Work required:
For every line in the material below that holds "shirt", report the line.

>>>>

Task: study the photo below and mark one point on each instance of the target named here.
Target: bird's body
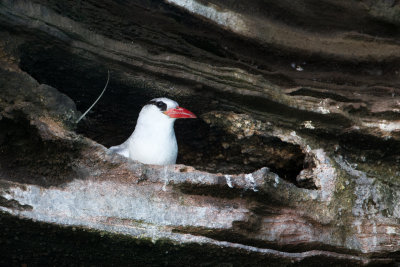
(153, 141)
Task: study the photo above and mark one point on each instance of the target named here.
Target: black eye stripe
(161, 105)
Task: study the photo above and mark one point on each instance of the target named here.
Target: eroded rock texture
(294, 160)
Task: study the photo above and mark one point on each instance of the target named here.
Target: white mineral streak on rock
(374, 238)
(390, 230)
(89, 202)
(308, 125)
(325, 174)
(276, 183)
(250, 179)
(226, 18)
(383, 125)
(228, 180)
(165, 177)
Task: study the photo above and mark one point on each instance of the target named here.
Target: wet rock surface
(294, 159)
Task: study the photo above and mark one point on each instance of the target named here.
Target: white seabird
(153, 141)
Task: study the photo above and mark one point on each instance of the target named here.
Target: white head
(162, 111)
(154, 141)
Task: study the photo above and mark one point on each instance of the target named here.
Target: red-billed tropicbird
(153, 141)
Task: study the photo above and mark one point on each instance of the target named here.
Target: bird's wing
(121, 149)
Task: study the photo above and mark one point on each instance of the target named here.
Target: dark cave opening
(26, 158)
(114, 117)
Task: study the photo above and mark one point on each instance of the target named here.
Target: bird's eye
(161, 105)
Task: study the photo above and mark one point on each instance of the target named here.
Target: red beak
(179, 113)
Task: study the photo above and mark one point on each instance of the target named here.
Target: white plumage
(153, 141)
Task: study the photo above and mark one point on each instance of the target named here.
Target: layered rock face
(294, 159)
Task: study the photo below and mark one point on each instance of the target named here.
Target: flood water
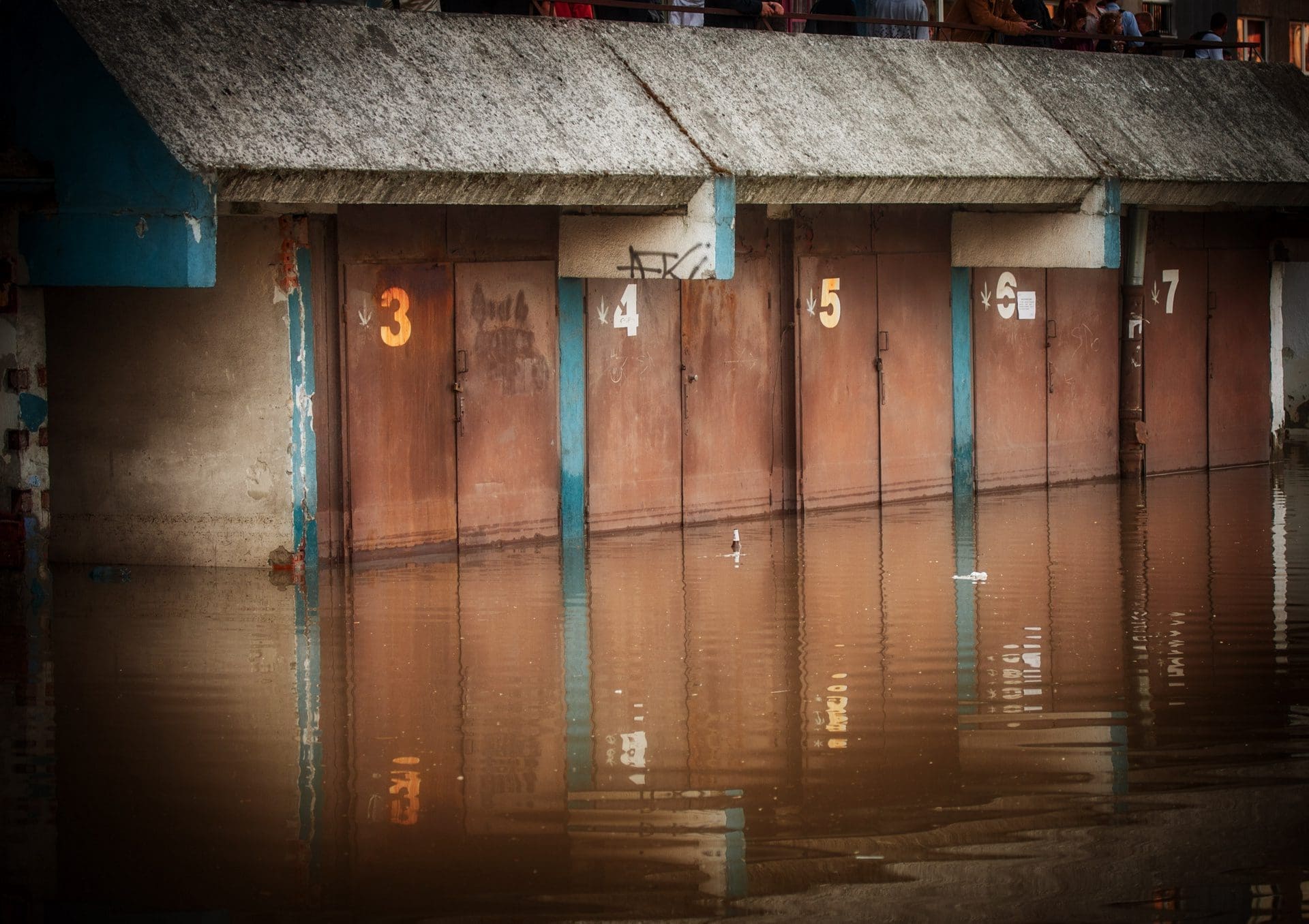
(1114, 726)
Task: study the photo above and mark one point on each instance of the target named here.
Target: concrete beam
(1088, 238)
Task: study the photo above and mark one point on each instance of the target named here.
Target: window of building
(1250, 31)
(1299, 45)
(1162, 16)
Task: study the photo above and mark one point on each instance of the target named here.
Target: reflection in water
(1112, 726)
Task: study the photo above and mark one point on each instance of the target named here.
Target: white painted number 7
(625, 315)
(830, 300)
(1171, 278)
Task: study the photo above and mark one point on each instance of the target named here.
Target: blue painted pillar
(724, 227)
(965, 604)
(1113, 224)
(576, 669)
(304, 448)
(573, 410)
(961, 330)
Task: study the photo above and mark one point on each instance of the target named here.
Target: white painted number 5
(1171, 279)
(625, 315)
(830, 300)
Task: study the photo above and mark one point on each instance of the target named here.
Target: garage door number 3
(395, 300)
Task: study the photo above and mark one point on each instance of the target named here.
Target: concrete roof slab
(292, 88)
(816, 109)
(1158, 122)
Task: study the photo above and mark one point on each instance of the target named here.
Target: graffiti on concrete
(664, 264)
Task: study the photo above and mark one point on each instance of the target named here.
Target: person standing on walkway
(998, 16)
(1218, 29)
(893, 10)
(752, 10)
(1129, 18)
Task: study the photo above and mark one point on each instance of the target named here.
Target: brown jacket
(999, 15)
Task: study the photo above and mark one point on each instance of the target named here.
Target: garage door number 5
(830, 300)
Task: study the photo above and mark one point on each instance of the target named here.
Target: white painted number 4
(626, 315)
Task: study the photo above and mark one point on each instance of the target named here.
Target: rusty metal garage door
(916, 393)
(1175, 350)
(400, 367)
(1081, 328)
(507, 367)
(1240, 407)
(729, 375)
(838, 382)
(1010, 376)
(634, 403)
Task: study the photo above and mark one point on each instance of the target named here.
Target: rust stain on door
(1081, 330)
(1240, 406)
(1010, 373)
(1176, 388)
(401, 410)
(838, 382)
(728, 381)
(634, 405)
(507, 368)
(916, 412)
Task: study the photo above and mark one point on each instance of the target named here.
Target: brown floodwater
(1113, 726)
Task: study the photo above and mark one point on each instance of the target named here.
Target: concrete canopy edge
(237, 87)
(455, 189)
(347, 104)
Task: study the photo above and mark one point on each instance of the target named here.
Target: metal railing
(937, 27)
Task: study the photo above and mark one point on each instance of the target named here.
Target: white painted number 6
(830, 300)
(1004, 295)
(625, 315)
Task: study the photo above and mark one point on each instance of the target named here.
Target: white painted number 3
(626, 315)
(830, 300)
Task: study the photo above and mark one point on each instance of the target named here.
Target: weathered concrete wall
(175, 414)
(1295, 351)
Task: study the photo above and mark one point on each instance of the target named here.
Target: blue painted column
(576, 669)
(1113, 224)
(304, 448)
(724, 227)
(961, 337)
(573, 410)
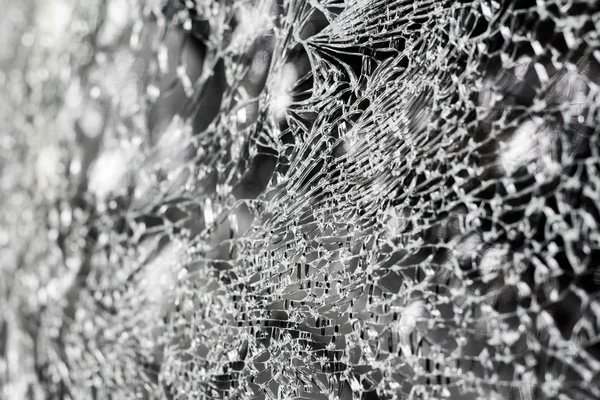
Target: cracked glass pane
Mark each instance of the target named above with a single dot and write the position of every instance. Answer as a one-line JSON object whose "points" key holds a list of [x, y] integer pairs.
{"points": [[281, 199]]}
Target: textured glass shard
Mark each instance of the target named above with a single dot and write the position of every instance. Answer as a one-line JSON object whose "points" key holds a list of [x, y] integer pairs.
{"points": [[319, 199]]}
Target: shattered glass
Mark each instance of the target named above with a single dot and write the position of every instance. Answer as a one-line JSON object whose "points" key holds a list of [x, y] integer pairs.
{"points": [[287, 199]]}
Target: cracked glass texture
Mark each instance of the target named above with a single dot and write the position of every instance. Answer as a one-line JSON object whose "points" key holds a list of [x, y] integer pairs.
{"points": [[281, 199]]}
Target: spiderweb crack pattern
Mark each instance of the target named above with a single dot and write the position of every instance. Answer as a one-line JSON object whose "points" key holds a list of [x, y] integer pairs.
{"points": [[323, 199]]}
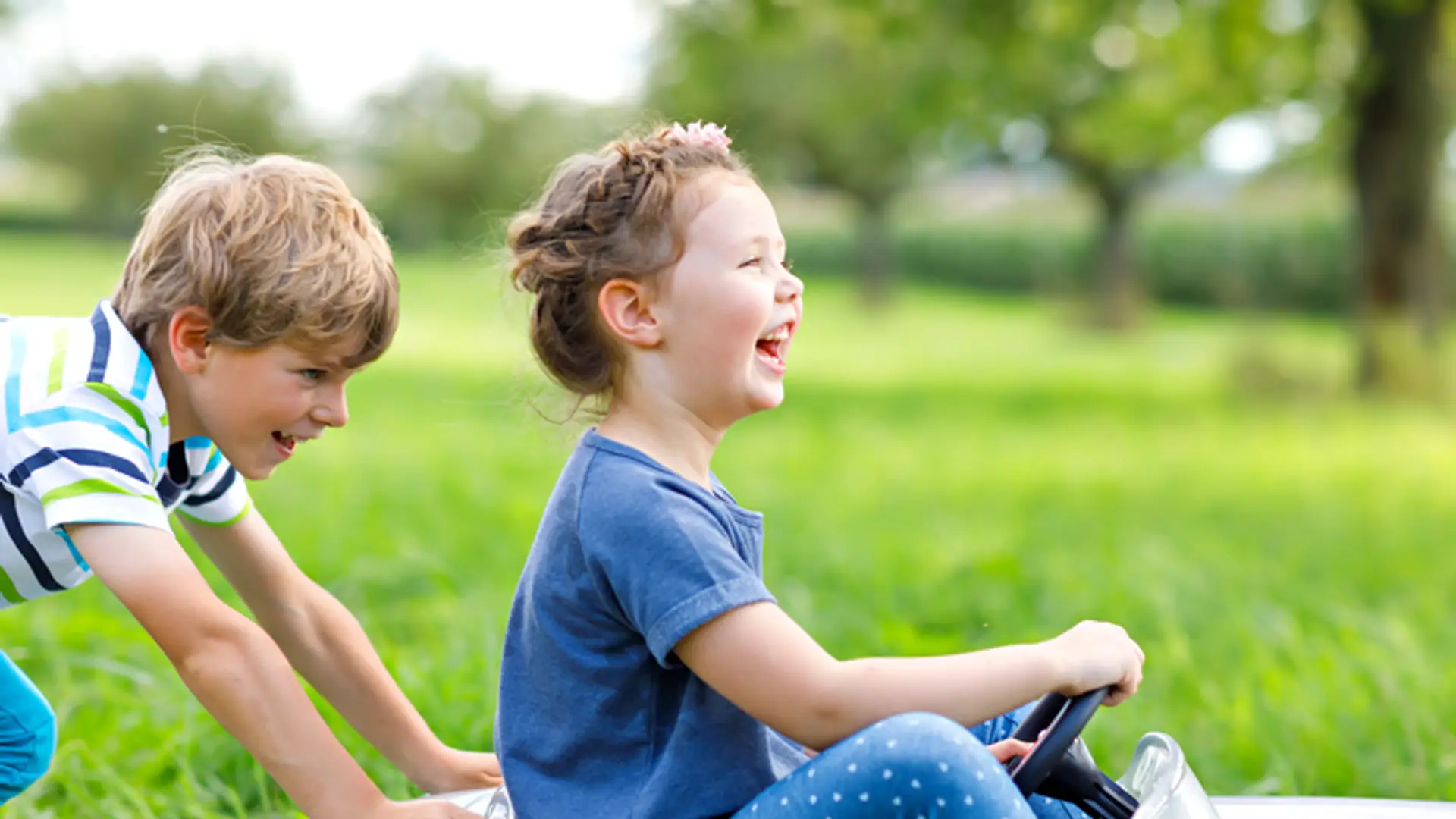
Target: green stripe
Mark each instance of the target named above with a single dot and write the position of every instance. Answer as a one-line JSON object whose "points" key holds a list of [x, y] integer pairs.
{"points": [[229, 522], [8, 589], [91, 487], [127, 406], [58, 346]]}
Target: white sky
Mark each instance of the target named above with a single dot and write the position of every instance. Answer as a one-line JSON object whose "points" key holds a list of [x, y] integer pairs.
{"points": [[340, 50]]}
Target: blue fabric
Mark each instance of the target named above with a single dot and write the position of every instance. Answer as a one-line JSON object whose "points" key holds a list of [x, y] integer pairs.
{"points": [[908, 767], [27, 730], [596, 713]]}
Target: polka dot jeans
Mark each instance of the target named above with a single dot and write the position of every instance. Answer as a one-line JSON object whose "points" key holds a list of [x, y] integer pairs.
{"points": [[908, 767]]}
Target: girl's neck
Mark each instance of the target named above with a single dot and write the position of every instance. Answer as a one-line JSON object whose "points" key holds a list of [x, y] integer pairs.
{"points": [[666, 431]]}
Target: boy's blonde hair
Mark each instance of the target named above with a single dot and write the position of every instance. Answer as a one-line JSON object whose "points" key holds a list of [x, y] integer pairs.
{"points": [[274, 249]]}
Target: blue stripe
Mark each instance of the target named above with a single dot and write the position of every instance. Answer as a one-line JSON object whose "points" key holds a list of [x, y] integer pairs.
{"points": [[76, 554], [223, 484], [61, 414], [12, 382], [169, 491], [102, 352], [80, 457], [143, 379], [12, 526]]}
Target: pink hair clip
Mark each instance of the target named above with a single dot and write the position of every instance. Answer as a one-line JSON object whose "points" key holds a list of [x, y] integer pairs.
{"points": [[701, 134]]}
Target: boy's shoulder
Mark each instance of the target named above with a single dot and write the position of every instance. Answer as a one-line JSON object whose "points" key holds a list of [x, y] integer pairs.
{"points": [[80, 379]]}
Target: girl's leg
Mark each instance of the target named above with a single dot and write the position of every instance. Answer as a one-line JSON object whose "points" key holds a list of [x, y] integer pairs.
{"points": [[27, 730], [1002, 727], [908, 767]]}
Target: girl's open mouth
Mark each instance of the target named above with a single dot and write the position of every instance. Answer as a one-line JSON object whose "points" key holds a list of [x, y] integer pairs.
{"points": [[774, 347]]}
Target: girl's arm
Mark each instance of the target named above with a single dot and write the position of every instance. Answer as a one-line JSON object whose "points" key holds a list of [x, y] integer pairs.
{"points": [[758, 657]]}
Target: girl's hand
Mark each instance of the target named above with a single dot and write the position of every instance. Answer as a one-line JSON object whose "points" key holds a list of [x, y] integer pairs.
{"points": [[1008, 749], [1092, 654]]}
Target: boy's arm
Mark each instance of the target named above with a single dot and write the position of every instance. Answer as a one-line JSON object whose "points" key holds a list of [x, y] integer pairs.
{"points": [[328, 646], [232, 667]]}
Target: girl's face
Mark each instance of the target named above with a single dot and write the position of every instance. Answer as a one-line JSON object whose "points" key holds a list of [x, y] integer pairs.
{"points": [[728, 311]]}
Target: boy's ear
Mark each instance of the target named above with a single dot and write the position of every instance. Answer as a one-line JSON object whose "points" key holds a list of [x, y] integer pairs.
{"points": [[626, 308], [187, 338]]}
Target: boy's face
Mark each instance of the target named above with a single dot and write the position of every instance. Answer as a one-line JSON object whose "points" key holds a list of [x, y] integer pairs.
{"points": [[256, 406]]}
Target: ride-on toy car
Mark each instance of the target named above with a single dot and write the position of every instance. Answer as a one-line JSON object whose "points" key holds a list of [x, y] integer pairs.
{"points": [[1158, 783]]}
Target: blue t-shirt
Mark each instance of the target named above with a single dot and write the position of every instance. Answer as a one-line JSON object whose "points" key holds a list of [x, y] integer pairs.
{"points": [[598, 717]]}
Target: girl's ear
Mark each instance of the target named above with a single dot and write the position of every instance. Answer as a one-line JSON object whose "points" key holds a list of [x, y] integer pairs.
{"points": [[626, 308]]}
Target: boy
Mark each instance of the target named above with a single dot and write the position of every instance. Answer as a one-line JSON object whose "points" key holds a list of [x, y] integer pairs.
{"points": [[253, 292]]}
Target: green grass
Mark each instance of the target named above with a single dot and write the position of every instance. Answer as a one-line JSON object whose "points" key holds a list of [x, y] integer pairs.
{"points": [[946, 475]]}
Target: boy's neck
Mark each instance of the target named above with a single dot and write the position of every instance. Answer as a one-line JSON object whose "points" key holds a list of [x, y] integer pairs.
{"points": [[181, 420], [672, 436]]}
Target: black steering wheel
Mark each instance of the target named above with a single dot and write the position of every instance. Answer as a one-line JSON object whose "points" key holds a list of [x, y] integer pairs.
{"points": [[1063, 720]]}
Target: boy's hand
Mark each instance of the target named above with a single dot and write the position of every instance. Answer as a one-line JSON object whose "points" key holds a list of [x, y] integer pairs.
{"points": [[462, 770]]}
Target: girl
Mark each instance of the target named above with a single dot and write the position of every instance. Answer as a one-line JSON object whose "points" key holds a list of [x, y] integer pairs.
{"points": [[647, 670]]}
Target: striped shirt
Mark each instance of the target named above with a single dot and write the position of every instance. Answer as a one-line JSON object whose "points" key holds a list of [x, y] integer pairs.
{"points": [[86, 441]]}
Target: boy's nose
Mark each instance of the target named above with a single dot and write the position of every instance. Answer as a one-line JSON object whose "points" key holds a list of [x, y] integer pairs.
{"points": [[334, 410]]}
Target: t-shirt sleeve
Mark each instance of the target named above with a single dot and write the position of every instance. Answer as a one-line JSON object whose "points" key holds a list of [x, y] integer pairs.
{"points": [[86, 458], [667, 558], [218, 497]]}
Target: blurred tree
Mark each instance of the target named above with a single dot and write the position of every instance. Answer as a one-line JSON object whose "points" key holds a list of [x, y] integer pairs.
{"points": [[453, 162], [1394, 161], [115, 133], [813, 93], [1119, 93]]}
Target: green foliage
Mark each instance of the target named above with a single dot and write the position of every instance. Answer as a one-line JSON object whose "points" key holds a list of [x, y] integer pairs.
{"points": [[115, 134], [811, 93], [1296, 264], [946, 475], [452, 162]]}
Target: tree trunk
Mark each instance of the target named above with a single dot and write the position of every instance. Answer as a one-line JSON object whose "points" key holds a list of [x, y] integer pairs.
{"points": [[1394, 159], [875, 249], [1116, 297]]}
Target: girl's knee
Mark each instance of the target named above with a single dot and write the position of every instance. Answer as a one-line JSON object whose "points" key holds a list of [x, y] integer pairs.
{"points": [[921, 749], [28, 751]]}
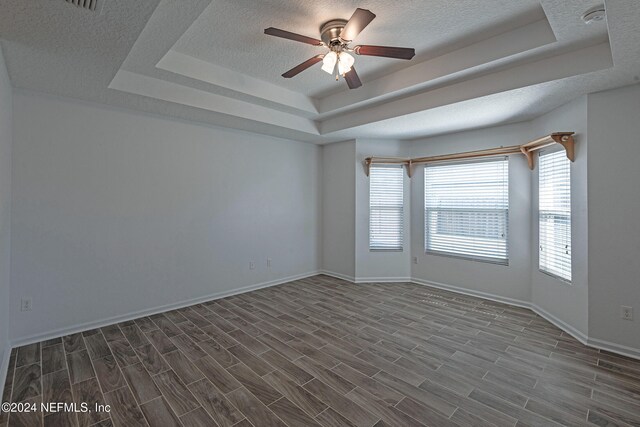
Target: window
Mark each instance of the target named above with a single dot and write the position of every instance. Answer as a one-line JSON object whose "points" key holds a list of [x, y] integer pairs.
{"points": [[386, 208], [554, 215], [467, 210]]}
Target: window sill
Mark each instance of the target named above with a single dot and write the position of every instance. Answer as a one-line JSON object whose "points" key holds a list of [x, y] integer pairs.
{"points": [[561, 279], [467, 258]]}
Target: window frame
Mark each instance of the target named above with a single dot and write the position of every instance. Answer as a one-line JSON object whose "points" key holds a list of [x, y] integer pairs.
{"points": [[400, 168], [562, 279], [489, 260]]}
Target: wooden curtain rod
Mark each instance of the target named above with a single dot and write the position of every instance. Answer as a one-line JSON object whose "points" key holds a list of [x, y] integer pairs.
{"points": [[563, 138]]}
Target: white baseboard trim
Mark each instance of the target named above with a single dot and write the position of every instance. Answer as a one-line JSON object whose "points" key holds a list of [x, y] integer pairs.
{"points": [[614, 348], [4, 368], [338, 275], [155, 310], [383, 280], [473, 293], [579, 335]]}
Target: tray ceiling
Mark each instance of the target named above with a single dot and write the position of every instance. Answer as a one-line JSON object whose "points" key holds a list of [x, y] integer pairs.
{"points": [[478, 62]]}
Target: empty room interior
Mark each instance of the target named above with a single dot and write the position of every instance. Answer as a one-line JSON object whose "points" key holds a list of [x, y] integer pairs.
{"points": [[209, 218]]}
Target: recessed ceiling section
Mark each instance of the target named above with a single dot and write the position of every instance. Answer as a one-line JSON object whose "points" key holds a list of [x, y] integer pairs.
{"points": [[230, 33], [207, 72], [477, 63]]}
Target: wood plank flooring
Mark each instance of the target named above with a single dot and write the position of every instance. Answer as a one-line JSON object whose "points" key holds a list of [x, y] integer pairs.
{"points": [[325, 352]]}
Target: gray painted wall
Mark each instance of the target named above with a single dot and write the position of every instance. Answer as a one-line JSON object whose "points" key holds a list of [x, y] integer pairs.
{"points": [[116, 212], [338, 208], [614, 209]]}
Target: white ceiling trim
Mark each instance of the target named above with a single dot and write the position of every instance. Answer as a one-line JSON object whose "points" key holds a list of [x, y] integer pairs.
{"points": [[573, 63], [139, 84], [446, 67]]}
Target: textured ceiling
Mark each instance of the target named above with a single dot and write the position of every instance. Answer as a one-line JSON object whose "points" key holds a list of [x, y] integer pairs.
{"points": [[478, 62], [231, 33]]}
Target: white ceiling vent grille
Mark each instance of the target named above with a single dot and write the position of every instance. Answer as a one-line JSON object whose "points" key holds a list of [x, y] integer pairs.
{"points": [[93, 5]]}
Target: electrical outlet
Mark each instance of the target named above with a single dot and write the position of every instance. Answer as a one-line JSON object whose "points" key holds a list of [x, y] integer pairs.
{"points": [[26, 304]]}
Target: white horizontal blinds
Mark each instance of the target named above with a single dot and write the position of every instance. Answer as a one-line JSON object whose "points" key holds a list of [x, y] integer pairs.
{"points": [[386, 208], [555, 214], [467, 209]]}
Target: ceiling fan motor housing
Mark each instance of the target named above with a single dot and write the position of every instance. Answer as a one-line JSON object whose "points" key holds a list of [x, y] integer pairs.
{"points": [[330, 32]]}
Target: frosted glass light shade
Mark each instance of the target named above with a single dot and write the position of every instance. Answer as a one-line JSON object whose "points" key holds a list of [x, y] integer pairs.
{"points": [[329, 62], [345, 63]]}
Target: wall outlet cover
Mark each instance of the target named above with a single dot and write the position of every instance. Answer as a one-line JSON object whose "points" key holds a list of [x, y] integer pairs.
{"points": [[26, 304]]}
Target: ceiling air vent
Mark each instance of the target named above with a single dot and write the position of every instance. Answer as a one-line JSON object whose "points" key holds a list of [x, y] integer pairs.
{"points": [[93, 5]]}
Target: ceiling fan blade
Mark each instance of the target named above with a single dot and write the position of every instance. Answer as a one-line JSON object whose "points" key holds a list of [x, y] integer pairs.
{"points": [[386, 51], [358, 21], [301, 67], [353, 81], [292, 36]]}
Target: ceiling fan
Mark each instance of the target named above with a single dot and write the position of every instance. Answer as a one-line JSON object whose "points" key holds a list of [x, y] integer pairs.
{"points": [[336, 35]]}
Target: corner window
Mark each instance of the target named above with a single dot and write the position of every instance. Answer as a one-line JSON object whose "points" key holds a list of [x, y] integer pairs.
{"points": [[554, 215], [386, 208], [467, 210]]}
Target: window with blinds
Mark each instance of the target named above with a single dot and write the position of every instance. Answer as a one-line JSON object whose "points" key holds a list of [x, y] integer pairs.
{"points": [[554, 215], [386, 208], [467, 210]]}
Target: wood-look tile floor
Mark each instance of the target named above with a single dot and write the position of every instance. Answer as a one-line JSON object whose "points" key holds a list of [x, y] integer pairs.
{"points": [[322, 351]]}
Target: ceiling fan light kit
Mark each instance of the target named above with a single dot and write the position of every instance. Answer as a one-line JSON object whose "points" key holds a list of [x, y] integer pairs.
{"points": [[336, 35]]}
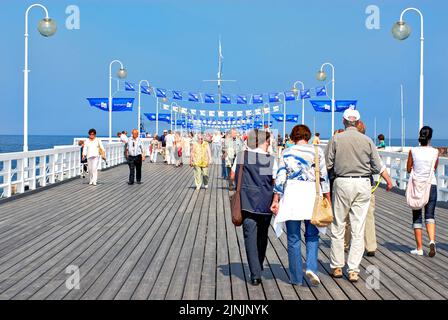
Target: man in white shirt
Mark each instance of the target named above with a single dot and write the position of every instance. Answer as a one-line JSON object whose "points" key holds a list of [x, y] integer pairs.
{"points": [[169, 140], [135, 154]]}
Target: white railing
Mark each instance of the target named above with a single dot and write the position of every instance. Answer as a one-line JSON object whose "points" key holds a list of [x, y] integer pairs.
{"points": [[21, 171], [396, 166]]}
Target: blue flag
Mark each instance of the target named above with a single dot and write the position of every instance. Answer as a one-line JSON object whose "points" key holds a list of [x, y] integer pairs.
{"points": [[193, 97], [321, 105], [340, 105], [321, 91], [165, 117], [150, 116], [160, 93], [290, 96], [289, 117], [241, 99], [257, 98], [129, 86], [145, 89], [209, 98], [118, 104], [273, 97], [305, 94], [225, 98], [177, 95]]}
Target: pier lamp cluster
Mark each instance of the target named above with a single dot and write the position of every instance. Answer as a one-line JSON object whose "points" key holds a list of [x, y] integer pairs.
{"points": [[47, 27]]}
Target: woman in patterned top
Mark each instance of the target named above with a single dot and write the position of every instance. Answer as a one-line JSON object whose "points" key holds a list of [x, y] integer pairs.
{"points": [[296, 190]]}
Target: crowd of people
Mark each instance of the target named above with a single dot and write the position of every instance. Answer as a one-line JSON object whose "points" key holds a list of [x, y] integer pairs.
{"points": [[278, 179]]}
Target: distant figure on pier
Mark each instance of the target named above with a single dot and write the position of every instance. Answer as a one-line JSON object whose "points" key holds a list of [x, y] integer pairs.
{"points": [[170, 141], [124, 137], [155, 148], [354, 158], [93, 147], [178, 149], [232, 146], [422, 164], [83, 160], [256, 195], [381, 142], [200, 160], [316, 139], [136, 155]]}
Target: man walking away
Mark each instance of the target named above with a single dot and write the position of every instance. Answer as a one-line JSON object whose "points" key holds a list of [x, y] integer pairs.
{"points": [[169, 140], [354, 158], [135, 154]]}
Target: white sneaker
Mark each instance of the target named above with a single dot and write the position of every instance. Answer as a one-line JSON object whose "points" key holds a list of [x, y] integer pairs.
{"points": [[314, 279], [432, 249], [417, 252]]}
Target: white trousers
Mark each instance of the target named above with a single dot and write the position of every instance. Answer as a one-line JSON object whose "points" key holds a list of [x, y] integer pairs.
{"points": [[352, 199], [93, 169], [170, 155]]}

<<<<

Answer box:
Target: blue t-shirt
Target: striped shirt
Target: t-shirt sleeve
Target: man in white shirt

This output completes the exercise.